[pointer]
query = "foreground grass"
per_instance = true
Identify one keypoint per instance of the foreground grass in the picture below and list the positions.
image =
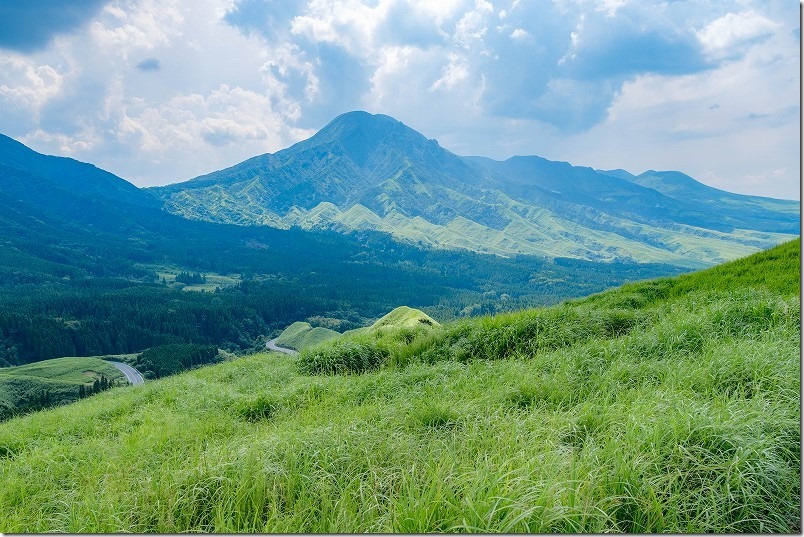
(646, 410)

■ Stated task: Copy the records above word for word, leaving out the pictures.

■ Output of the exercise:
[pointer]
query = "foreground grass"
per_instance = true
Identify one keypoint per instance of the foreground grass in the picture below and list the positions.
image =
(646, 410)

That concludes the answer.